WHAT THIS EXERCISE ASKS:
(a) In the passage about Jonathan Harr's A Civil Action, rewrite the stretch that begins at the words "American author Jonathan" and ends after "to reconstruct events.", with "seven and a half years" changed to "eight years".
(b) Answer these questions from the passage about Jonathan Harr's A Civil Action:
(i) What two kinds of sources did Harr rely on to reconstruct events?
(ii) How many pages does the book span?
(iii) Who directed the 1998 film?
(c) Carry on the passage about Jonathan Harr's A Civil Action from its last sentence.

PASSAGE PROVIDED:

[Start of Attachment]

American author Jonathan Harr was catapulted into literary fame because of his compelling non-fiction work, A Civil Action. Chronicling the deliberate/negligent toxic contamination of the Woburn, Massachusetts water system during the 1970’s and 80’s, A Civil Action was a 1996 number one best seller as well as a recipient of the National Book Critics Award. Harr invested seven and a half years of intense research/writing and he strictly relied on official court records and personal interviews to reconstruct events.
The fruit of his labors resulted in a searing depiction of a true and tragic event of which the Cleveland Plain Dealer described as “the legal thriller of the decade (front cover).” Spanning 501 pages, the book contains fourteen chapters (with a concluding Sources and Acknowledgments section. The book went on to become an acclaimed 1998 film directed by Steven Zaillian and staring John Travolta along with Robert Duvall (Academy Award Nomination/Best Supporting Actor).

[End of Attachment]

RECORDS SHOWN:
[Start of Attachment]

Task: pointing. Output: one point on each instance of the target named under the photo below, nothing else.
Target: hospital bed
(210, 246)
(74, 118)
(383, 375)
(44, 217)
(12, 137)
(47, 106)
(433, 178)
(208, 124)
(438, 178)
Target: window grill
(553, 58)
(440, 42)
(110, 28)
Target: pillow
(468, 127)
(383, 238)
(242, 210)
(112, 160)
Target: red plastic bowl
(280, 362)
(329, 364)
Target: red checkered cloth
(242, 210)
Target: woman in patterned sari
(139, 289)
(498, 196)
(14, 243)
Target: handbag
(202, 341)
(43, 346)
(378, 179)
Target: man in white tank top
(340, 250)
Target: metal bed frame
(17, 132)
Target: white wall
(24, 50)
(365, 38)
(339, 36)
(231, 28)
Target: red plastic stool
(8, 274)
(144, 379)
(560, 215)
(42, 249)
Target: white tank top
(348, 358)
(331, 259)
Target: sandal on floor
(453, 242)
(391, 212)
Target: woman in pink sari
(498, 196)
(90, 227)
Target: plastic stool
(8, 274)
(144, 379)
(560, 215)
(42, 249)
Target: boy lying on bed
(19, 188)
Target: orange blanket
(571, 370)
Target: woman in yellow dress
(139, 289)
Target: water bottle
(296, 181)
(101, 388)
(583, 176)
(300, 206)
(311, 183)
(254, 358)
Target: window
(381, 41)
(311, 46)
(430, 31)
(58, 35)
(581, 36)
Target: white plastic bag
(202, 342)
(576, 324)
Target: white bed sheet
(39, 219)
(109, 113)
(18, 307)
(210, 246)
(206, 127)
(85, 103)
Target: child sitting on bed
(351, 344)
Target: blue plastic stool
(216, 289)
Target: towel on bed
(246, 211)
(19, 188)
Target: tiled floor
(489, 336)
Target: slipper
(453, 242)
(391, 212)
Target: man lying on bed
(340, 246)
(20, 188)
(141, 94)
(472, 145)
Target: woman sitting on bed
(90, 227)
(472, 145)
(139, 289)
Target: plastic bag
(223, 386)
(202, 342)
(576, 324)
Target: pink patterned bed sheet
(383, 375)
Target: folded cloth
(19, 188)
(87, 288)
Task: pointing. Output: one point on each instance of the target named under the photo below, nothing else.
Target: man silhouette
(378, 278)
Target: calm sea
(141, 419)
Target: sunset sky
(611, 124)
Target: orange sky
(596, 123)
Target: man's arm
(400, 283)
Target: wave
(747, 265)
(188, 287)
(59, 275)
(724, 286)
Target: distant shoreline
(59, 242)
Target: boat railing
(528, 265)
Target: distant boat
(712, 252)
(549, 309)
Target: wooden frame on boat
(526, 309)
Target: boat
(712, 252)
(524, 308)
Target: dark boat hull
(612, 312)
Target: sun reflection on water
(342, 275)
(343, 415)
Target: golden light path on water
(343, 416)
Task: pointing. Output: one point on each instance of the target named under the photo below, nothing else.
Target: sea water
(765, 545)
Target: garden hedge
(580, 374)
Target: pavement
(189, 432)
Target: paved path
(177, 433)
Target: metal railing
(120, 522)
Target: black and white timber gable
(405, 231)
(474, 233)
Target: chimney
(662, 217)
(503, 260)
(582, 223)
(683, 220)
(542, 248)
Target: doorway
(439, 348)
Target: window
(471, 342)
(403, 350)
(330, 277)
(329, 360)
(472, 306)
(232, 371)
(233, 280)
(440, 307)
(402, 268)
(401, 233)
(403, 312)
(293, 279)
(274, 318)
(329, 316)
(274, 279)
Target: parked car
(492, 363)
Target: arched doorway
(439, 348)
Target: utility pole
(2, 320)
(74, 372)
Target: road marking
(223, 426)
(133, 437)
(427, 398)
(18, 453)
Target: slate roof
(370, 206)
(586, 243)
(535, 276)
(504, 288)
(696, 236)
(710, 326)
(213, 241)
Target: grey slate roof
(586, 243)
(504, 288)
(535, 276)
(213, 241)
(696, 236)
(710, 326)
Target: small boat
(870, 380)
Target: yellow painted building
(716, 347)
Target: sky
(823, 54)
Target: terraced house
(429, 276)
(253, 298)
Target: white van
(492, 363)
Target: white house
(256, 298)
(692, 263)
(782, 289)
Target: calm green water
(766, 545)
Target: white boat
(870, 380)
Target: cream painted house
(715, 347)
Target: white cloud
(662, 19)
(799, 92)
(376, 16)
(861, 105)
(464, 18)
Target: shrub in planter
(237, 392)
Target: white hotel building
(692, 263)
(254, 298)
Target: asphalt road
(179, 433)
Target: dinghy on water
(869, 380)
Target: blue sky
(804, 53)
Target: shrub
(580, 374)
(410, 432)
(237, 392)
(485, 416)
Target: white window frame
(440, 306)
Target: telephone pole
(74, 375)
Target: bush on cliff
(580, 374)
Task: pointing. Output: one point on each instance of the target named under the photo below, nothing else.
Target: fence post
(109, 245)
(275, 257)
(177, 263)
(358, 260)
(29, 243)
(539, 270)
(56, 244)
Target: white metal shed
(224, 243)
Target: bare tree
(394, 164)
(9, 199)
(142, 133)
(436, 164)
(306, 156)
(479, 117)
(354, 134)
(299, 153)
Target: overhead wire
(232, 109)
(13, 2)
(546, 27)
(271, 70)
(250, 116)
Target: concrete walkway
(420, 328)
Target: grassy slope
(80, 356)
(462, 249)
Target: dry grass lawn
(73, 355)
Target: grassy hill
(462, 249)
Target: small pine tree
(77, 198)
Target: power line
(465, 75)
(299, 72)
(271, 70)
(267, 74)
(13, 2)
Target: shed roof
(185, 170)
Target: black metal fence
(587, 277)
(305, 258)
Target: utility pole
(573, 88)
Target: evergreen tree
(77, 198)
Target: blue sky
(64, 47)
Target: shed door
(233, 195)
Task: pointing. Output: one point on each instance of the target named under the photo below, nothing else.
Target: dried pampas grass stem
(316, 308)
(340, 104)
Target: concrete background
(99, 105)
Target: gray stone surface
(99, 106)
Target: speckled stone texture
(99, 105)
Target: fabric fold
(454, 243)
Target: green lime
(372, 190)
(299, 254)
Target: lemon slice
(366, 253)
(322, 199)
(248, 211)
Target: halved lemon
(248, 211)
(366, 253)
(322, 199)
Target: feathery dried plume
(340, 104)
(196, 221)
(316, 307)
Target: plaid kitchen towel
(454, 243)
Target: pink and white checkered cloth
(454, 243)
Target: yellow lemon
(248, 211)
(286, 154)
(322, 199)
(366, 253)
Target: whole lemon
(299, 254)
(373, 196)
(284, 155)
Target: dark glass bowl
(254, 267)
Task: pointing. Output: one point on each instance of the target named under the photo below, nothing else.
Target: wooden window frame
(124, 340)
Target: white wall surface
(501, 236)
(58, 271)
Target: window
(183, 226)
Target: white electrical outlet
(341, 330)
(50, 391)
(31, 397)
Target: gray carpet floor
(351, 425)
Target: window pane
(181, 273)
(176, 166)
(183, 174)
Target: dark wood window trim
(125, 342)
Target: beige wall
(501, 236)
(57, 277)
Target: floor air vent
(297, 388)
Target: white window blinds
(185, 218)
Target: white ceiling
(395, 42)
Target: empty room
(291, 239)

[End of Attachment]

TASK ANSWERS:
(a)
American author Jonathan Harr was catapulted into literary fame because of his compelling non-fiction work, A Civil Action. Chronicling the deliberate/negligent toxic contamination of the Woburn, Massachusetts water system during the 1970’s and 80’s, A Civil Action was a 1996 number one best seller as well as a recipient of the National Book Critics Award. Harr invested eight years of intense research/writing and he strictly relied on official court records and personal interviews to reconstruct events.

(b)
(i) Official court records and personal interviews
(ii) 501 pages
(iii) Steven Zaillian

(c)
Discovering Woburn children, inclusive of her own child, have been diagnosed with leukemia, resident Ann Anderson and other affected families hire personal injury/toxic tort lawyer Jan Schlichtmann to investigate and file a class action lawsuit. Their allegations were further substantiated and fueled by a five year mortality study conducted by two University of Massachusetts professors chronicling cancer deaths in Woburn which had increased by 17% (Ryan, 1979).
Filed May 14, 1982, Anderson vs. Cryovac (Anne Anderson et al. v. Cryovac Inc. W.R. Grace Inc., John J. Riley Company Inc., Beatrice Inc. – C.A. No. 82-1672-S – D. Mass) was milestone civil action suit. Initially Schlichtmann accepts for prestige and financial success purposes. Evidence surfaces, however, alleging Riley Tannery, a subsidiary of Beatrice Foods, W.R. Grace (a chemical company) and Unifirst deliberately contaminated the town’s water supply with the industrial solvent/chlorinated hydrocarbon TCE (trichloroethylene).
TCE is a chemical compound, a chlorinated hydrocarbon. A sweet smelling clear liquid, TCE is non-flammable. It is used in organic/edible materials such as vegetable oils, etc. and for industrial purposes (dry cleaning solvents, metal parts degreaser, rocket cleaner, etc.).
Excessive consumption is carcinogenic in animals and humans resulting in central nervous systems depression as well as high proclivity to leukemia and non-Hodgkin lymphoma. The discovery of this heinous evidence marks a turning point for Schlictmann personally as well as the case. Sparring against Beatrice Foods’ condescending defense attorney – Jerome Facher, sensitizes Schlichtmann.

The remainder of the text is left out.